> Document passage
== Segment start ==

Yet anytime an action is taken that causes pain, a party cries, “Foul! Quit doing harm!” And because the church is a complex emotional system and there is a desire to “do no harm” in our hearts when they are at their best, the action is called into question and a retraction and apology are demanded. The allure is to either go along with this demand, on the one hand, or to simply dismiss those who cry, “Foul!” and tell them their ideals or concerns are not welcomed. Yet when we take either of those approaches, we put the body at risk to truly be harmed and not just hurt. We are often so averse to experience anything associated with pain that we would rather die a potentially unavoidable death than to address an illness that needs to be resolved.
Several years ago, I was at a conference about Christian revitalization movements across the world and a statement was uttered by John Witvliet, Director of the Calvin Institute of Christian Worship, that has stuck in my mind. He spoke about the relationship between the theological sustenance of the church and the role of the prophetic voice. He said, “The ‘both/and’ approach to theology is the vitamin to sustain the life of the church. The role of the prophetic is chemo to take on a specific illness/injustice.”

== Segment end ==

> Tasks and exercises
a - Rewrite the passage on harm in the church, everything from "Yet anytime an" down to "to be resolved.", swapping "retraction" for "withdrawal".
b - Continue the passage on harm and the prophetic voice in the church from its last sentence.

> Listed records
== Segment start ==

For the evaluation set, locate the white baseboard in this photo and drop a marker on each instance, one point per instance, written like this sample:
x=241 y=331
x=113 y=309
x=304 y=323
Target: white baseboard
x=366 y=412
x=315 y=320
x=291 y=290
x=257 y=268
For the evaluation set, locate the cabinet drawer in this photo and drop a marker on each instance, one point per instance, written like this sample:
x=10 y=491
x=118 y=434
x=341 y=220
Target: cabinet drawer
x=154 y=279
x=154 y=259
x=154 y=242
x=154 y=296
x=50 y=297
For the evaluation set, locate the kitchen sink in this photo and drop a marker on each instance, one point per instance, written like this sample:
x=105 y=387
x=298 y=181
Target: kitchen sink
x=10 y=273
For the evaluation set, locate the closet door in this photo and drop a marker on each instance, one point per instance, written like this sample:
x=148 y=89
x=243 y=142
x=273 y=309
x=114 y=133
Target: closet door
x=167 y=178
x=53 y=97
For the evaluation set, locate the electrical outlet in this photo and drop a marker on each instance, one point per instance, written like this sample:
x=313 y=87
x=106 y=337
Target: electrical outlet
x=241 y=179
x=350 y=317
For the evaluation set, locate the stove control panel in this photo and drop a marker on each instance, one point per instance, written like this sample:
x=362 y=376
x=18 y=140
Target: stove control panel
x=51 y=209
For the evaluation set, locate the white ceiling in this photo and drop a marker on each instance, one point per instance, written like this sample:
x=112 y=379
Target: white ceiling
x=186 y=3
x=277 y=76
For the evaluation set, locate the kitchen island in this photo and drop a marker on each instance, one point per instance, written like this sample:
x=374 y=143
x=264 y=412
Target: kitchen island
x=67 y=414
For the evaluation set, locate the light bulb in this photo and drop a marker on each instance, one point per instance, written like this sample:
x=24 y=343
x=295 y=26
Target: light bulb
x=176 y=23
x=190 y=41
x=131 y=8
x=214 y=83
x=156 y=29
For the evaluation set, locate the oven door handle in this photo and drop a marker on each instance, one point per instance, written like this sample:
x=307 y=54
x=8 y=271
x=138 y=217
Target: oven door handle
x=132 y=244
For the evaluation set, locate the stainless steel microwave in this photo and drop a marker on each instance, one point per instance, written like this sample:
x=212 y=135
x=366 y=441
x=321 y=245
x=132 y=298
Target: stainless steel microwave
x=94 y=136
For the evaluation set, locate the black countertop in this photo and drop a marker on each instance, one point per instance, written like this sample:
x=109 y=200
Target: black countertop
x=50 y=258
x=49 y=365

== Segment end ==

> Numbered answers
a -
Yet anytime an action is taken that causes pain, a party cries, “Foul! Quit doing harm!” And because the church is a complex emotional system and there is a desire to “do no harm” in our hearts when they are at their best, the action is called into question and a withdrawal and apology are demanded. The allure is to either go along with this demand, on the one hand, or to simply dismiss those who cry, “Foul!” and tell them their ideals or concerns are not welcomed. Yet when we take either of those approaches, we put the body at risk to truly be harmed and not just hurt. We are often so averse to experience anything associated with pain that we would rather die a potentially unavoidable death than to address an illness that needs to be resolved.

b -
The better approach, then, is to do the hard work of discerning “hurt” from “harm.” That is not a license to inflict pain or hurt on a whim. A doctor or medical team, after all, doesn’t just prescribe a treatment of chemo on a patient until several tests reveal as specifically as possible what exactly is going on in the body. At best, doctors consult with one another, even those from different specialties, perhaps even those who would be inclined to see it from a different angle, before going forward. One of my parishioners is a seven-year pancreatic cancer survivor. Every time a complication or medical need arises in his body, the doctors overseeing his care take a “committee approach” (it’s a Methodist hospital network,what else would you expect?). They come together to consider his case and work through the right avenue of treatment for the particular issue that has arisen.
Only then, when a clear diagnosis is given and a plan of treatment is agreed upon, comes the undesired yet necessary “hurt”—medicine or surgery—to deal with the illness. And this system of treatment is not the same thing as “harm.” Our Wesleyan Methodist heritage has a great history of promoting healthcare. I live in Memphis, a city that has a truly wonderful and comprehensive Methodist hospital and healthcare system. Given this heritage of valuing healthcare, which deals quite extensively in the area of discerning “hurt” from “harm,” one would think we would be well-poised to grapple with how this plays out in the life of discipleship and even of actions taken in the life of the church, which in the best biblical analogy is likened to the “body.” Yet we struggle. Conflicts happen. Feelings get hurt.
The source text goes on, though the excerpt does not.